▶ [Exercise brief]
Check every line of the records below for the string "wearing", then report only how many lines have it.

((

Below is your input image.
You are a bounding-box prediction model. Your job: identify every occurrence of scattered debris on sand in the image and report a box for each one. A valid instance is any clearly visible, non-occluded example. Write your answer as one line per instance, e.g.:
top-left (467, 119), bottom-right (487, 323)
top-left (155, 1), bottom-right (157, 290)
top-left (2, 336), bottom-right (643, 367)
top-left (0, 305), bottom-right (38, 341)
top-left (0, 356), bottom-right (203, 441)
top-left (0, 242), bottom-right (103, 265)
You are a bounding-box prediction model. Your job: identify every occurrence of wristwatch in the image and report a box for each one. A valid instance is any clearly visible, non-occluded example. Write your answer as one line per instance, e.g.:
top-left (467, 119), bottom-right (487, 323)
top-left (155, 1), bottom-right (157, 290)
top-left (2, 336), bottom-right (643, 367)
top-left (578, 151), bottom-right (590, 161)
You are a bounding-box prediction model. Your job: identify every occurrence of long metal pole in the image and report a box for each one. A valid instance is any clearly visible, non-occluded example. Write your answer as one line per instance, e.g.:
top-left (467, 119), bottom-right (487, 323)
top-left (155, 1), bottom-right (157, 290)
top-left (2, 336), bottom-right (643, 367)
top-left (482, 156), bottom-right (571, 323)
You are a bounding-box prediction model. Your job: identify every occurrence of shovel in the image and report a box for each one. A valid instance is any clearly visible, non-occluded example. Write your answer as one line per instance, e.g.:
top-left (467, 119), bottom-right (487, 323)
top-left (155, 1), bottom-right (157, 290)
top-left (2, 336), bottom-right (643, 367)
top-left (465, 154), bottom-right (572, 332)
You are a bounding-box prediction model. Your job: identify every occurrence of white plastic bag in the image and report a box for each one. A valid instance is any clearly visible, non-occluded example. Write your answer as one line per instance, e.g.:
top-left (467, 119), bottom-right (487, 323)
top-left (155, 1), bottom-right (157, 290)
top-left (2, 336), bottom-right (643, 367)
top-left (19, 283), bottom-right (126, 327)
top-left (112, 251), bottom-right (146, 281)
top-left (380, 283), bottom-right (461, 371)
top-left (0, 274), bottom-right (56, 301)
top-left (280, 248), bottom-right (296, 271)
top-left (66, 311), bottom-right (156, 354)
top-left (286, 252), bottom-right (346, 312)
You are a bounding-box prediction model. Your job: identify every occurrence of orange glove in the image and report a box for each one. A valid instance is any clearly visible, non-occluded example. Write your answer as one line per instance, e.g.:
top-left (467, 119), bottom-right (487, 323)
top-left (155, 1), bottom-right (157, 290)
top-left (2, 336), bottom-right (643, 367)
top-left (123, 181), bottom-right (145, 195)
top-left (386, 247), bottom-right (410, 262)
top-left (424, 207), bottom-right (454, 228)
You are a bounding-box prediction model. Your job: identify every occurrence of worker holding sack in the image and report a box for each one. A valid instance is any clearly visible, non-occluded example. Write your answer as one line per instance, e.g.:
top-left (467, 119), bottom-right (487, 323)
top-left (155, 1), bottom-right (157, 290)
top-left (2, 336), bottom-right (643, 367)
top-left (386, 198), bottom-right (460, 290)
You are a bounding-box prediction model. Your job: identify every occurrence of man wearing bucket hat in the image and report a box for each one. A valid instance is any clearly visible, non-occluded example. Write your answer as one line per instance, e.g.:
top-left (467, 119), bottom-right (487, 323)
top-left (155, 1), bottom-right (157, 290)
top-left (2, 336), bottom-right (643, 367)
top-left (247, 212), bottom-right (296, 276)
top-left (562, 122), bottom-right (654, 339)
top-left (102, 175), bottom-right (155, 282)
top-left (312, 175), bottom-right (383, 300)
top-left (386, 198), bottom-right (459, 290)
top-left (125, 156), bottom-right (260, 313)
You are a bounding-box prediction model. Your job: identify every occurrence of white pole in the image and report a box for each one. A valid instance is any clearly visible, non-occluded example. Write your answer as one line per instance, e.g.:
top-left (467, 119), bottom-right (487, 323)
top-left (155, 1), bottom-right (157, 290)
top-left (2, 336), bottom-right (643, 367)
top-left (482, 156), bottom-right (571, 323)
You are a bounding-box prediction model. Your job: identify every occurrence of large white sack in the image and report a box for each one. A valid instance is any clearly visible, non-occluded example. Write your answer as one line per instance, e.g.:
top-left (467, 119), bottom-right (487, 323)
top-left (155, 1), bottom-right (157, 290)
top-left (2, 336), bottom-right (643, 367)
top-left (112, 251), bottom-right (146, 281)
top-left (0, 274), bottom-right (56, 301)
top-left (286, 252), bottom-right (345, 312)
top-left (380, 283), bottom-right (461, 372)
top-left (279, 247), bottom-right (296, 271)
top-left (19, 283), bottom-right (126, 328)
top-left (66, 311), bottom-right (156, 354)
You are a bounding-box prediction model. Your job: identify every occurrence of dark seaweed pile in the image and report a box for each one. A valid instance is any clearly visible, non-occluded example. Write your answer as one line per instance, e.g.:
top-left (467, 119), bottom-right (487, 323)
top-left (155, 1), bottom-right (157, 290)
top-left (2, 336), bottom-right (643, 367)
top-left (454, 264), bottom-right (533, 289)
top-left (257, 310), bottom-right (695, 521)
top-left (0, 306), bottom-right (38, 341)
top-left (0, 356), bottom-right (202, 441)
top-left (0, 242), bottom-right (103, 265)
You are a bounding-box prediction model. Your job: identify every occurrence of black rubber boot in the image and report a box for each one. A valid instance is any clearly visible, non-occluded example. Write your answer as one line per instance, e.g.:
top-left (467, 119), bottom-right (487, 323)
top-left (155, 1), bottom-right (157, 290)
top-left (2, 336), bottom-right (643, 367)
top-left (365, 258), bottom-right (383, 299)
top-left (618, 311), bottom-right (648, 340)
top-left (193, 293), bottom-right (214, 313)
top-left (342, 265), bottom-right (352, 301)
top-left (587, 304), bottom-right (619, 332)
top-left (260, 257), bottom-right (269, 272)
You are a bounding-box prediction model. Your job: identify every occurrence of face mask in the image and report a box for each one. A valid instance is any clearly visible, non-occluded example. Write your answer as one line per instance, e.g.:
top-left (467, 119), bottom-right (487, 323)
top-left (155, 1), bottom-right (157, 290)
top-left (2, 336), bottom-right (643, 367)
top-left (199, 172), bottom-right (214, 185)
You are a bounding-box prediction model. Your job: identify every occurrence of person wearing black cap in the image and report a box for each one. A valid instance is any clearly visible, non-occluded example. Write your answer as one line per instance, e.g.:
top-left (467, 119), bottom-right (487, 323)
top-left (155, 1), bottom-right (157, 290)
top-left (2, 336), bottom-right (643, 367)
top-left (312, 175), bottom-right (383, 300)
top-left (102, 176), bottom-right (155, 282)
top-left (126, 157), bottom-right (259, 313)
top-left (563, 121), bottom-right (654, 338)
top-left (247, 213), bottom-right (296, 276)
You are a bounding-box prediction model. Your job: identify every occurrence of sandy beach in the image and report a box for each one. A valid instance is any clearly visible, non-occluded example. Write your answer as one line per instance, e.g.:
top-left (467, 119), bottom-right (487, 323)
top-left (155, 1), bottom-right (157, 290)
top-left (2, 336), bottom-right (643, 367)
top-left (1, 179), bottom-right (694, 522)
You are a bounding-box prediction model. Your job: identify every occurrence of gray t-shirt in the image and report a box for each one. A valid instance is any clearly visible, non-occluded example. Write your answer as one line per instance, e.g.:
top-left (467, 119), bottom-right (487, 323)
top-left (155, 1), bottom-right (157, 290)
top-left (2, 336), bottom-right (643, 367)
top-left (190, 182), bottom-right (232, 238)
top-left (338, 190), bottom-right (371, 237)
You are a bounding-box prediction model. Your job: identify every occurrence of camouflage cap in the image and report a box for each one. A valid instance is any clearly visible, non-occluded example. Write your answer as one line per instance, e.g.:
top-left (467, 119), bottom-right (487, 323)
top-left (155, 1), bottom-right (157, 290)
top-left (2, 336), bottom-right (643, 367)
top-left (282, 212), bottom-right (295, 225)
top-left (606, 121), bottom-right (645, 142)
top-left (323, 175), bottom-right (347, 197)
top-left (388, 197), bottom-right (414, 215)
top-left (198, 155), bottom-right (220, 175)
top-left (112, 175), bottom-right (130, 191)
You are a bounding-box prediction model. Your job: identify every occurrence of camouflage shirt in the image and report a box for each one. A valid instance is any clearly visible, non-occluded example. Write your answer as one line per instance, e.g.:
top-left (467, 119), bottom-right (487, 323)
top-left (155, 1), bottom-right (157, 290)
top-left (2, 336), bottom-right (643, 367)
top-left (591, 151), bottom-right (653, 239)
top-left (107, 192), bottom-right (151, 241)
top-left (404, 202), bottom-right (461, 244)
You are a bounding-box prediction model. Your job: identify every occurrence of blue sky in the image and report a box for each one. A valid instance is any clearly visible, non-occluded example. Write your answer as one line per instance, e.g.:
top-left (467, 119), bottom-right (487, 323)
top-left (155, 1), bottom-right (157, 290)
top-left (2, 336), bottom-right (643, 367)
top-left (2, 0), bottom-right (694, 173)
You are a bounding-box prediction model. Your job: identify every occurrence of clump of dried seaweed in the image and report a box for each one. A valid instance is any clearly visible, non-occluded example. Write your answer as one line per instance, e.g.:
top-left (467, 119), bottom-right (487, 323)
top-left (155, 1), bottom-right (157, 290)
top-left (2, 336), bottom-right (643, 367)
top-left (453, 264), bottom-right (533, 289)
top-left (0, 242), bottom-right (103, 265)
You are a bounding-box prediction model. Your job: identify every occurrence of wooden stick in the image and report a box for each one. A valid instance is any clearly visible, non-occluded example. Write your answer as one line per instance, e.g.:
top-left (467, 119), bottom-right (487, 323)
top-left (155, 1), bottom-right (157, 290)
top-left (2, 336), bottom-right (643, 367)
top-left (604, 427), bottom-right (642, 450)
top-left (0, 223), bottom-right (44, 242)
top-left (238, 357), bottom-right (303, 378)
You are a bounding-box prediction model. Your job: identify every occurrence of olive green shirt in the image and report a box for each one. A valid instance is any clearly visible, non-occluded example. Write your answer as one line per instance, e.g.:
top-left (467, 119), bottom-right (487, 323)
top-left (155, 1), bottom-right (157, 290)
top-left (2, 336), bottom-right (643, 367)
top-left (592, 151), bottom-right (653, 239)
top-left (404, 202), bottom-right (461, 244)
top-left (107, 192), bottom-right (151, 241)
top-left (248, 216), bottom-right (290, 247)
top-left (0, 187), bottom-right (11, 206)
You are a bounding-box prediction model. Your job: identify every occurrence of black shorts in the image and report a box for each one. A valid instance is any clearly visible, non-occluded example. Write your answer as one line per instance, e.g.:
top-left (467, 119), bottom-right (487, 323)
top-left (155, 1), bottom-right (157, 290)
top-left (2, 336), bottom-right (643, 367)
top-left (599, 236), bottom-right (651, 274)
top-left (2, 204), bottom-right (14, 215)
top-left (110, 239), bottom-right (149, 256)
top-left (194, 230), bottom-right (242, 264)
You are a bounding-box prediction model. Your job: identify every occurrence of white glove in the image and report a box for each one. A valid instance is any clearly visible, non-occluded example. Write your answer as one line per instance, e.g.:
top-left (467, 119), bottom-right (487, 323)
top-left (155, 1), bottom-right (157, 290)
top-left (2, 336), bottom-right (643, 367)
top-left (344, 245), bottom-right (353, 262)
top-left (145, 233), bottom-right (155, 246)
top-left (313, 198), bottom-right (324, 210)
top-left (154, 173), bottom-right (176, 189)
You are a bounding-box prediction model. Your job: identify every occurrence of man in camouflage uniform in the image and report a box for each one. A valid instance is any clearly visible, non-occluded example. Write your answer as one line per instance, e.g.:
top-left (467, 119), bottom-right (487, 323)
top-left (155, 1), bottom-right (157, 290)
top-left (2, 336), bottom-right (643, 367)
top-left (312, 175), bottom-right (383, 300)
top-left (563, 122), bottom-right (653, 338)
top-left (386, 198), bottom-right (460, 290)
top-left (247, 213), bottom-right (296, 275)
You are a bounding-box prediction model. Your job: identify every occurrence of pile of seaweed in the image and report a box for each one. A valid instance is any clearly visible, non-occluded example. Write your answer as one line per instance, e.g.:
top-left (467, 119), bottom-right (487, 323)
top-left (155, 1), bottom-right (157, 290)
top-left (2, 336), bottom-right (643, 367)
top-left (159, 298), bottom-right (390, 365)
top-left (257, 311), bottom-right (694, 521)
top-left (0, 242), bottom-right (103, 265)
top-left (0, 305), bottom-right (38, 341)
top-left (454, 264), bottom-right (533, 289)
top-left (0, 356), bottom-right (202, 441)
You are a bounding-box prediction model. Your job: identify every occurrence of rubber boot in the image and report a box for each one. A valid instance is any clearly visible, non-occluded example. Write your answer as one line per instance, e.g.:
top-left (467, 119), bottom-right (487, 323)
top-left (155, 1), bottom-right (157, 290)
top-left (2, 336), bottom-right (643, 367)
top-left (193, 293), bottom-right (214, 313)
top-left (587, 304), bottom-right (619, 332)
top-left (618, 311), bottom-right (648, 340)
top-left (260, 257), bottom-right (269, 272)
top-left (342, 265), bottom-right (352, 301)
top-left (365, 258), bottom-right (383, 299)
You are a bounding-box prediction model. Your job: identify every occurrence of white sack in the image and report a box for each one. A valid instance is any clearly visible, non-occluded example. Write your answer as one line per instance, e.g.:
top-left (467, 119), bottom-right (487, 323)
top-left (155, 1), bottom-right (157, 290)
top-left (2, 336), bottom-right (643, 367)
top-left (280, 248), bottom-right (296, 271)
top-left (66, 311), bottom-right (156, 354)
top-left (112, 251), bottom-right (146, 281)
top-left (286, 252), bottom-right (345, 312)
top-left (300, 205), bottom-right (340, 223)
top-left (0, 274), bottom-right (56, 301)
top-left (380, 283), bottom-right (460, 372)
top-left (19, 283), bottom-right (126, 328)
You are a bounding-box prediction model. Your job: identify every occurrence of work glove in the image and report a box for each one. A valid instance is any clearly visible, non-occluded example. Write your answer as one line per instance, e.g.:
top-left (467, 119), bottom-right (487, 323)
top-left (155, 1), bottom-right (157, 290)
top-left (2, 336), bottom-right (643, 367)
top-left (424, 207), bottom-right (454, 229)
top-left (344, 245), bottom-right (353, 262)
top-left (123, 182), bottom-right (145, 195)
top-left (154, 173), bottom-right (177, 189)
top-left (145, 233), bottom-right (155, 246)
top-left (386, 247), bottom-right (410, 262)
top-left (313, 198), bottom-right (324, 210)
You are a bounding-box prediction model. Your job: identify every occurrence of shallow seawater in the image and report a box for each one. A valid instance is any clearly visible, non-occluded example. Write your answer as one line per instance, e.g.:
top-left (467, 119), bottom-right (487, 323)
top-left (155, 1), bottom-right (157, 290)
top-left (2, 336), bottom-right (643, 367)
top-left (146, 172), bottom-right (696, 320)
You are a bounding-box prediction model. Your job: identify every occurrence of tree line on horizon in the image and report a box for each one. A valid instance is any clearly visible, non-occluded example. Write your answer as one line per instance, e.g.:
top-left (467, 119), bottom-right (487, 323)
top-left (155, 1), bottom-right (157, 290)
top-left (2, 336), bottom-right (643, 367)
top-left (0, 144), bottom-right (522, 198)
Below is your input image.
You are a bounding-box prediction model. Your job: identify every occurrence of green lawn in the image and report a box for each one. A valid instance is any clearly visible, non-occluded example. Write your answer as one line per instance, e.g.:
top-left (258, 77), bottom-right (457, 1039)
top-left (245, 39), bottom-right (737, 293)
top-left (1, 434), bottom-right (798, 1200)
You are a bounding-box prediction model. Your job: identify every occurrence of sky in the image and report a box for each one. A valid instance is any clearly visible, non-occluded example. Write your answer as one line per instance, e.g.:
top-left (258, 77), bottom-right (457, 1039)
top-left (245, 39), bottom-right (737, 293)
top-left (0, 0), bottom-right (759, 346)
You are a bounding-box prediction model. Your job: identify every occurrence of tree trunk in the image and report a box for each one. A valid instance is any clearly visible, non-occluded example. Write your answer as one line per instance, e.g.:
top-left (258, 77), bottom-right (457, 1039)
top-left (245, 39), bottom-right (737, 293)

))

▶ [Task output]
2